Input records →
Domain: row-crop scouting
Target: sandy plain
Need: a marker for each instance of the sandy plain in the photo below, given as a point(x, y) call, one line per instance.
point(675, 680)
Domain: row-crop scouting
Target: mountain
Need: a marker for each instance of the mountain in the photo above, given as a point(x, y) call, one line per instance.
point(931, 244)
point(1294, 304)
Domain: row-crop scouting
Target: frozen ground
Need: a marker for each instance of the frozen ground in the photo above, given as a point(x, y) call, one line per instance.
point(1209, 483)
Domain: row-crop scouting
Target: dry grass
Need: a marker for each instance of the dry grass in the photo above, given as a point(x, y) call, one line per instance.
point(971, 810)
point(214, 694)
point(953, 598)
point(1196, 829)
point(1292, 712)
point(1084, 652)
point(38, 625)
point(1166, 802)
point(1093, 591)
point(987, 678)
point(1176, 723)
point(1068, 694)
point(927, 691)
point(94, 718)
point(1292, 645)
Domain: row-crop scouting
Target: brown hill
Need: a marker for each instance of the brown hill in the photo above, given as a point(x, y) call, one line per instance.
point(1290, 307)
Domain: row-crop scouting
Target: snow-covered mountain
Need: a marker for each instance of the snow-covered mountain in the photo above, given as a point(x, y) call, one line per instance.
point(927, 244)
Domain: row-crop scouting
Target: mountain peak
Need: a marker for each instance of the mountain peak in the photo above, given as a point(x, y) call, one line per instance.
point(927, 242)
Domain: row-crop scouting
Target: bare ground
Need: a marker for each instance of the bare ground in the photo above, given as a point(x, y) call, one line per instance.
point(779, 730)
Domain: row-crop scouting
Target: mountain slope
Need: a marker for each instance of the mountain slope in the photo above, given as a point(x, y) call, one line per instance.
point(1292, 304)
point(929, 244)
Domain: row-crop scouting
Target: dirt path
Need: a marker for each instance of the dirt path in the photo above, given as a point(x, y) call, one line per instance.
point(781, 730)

Exercise instructions → Using the records above, find and show each line with the string "Target".

Response to this task →
Target: sandy plain
Target: mountain
Target: frozen ground
Target: dry grass
Target: brown hill
Target: snow-covered mountain
Target: mountain peak
Target: bare ground
Target: mountain slope
Target: dirt path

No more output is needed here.